[Dataset items]
------------------------------------

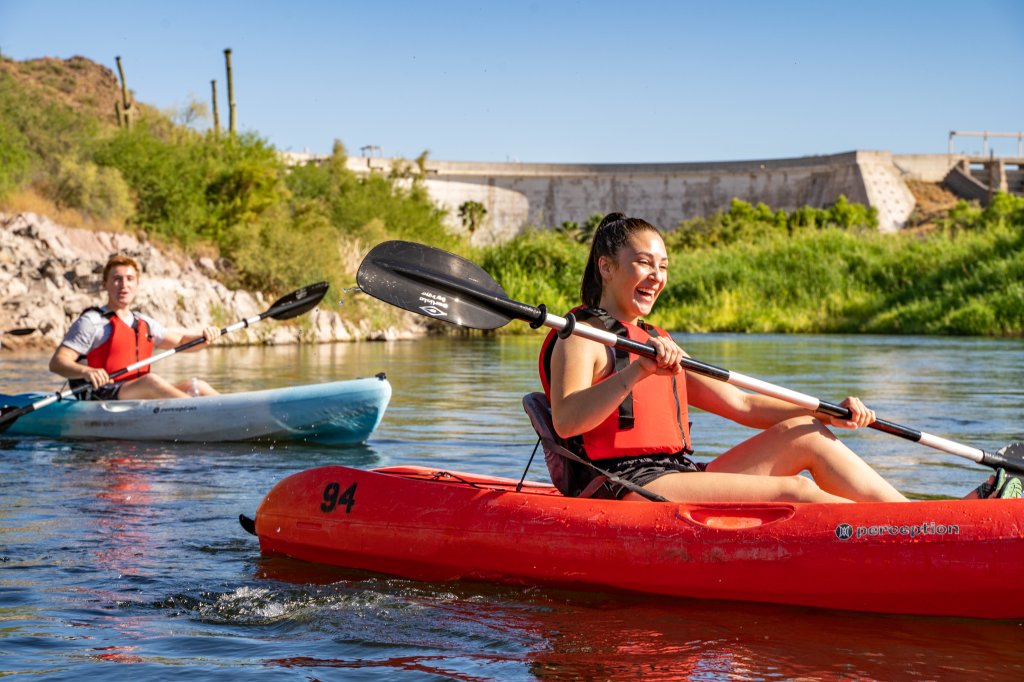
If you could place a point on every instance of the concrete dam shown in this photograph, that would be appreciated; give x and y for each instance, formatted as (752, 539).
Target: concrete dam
(518, 195)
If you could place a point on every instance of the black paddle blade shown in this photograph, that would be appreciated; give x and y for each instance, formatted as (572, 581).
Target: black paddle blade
(436, 284)
(298, 302)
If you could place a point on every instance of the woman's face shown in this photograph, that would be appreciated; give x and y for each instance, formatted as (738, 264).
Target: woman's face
(635, 276)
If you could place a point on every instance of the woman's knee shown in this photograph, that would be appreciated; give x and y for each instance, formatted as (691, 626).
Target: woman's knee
(800, 488)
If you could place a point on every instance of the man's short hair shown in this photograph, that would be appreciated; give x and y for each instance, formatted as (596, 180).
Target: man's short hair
(120, 259)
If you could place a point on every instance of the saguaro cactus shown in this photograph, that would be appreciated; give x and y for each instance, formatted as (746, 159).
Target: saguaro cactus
(216, 118)
(230, 92)
(123, 109)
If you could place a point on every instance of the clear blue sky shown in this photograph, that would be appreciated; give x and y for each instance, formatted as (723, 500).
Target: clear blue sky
(564, 81)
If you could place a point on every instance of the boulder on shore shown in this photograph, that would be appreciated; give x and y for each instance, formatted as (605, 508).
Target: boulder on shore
(49, 273)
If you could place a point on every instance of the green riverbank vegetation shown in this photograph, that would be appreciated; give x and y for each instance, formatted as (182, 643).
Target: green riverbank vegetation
(275, 227)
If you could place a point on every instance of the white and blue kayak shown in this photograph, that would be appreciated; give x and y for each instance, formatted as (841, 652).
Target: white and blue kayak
(335, 413)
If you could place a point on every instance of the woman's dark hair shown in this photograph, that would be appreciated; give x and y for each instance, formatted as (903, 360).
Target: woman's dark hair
(609, 237)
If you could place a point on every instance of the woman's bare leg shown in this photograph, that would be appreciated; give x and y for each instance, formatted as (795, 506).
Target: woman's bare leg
(806, 444)
(711, 486)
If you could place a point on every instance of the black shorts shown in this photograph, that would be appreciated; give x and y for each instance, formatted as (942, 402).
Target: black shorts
(642, 470)
(105, 392)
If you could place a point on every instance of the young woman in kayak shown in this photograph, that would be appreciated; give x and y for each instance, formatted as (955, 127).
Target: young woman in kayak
(630, 417)
(104, 340)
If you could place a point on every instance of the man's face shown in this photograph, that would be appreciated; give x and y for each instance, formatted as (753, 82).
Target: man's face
(121, 285)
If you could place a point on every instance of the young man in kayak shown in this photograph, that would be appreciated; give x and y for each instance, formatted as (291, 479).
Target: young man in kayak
(104, 340)
(630, 418)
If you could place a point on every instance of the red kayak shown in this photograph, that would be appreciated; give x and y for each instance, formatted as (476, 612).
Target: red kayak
(937, 558)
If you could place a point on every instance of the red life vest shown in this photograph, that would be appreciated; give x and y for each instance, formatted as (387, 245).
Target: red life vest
(127, 345)
(652, 419)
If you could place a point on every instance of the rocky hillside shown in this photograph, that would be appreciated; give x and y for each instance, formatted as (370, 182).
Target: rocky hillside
(49, 273)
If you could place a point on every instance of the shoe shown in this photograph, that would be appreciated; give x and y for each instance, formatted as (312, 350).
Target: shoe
(1012, 488)
(991, 486)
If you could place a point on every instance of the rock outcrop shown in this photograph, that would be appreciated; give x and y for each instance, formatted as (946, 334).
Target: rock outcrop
(49, 273)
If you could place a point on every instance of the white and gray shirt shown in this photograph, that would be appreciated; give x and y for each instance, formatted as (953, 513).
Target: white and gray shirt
(92, 330)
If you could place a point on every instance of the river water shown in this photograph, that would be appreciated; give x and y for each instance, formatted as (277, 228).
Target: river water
(126, 560)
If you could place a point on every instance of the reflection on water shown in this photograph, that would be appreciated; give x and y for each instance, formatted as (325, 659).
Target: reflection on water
(126, 559)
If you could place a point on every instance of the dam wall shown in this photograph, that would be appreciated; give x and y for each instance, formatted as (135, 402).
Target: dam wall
(517, 196)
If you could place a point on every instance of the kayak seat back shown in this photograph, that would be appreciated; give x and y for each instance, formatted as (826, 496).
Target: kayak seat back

------------------------------------

▶ WORK REQUIRED
Would you give again, word for word, every line from the one with "as (387, 245)." through the final line of the listing above?

▶ ANSWER TO THIS EXERCISE
If you could place a point on every instance of the red life vest shown in this photograph, that would be appreciated; give x and y for each instance, formatted as (387, 245).
Target: red life vest
(127, 345)
(652, 419)
If you could place a point on every instance of the rocky hillside shown in this photograph, that would be appreciated; give x and y for each instance, formatted as (370, 182).
Target: rocky hillside
(49, 273)
If you could place a point on every instance of the shoe shown in this photograph, that would be appreciated; give x and y for each instance, formatted as (312, 350).
Target: shoe
(1012, 488)
(991, 486)
If you could place a point on every instance of the rock outcrop shown in this photograph, that would be appreciated; give x and y for each instance, formatted as (946, 334).
Target: rock outcrop
(49, 273)
If you could place a point on every instance of the white and gray shirt shown in this photograph, that would be appreciated; give x and y for each instance, formatted as (953, 513).
Target: white and gray shirt
(92, 330)
If you could place a point on every instance of the river water shown in this photograph, that would be appreciated; give x and y for each instance, formatted as (277, 228).
Target: river water
(126, 560)
If you could place a point on every instance of the reflection on water shown in this photograph, that would be appreciated; give x and y for each instance, formatted as (325, 659).
Target: reflection on water
(126, 559)
If you could place a point on every instance of the dam wall shown in this photograph, that would be appreciated; give x and y for each instance, formatted as (135, 402).
Target: dam wall
(517, 196)
If you could place a point on every instance of the kayak seat back shown in this photograph, that would be appreciated; give x and y for each instance, formatted as (826, 496).
Target: kayak seat back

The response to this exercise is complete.